▶ [STATED PROBLEM] Can you rewrite the part of the listing that opens with the line containing "Labeling job #4072 — target category: fire." and closes with the line containing "[1005,855,1080,991]", both ends included, keeping every request line unchanged? Multiply each bounding-box coordinate in the answers by 0.75 and round it to a whole number, rounding halves up.

#### PROVIDED DATA

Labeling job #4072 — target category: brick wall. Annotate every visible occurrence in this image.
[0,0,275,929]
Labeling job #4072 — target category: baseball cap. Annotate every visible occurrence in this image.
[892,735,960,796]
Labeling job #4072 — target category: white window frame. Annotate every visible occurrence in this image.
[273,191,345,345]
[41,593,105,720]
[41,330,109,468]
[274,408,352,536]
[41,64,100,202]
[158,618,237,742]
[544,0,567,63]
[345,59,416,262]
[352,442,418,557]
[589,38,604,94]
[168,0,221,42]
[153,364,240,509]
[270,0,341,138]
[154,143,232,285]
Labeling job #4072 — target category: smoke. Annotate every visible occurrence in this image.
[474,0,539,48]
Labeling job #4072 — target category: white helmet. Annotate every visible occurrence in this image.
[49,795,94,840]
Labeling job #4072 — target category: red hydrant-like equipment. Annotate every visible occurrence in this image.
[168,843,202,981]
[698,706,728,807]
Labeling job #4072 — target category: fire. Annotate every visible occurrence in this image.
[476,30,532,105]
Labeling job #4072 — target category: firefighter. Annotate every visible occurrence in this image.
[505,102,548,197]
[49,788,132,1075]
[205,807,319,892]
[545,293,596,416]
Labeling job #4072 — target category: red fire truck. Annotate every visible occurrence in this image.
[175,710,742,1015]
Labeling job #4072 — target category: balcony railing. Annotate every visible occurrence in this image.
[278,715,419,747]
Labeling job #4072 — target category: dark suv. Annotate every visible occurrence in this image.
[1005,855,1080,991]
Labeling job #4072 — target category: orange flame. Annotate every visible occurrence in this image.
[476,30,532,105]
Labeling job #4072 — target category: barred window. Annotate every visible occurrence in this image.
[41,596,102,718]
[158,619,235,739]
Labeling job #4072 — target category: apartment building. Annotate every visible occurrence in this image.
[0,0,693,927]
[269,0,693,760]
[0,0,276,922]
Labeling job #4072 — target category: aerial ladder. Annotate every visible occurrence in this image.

########

▶ [FULL SOLUTION]
Labeling job #4072 — target category: fire. Annotate every visible occurrence in this image.
[357,23,399,79]
Labeling job #4072 — target category: firefighter. Annotate every visible occurrence in this image.
[379,77,411,148]
[37,591,99,806]
[154,605,239,669]
[409,220,447,312]
Labeling job #4072 — target category: red fire truck. Annotate every visible occurrence in this image.
[131,533,557,761]
Labeling job #4072 — target category: balcony railing. Annotate every visible occurrence in this image.
[209,536,314,560]
Labeling job #4072 — target category: dark suv. Annotate every visible occurrence in this image.
[754,641,810,743]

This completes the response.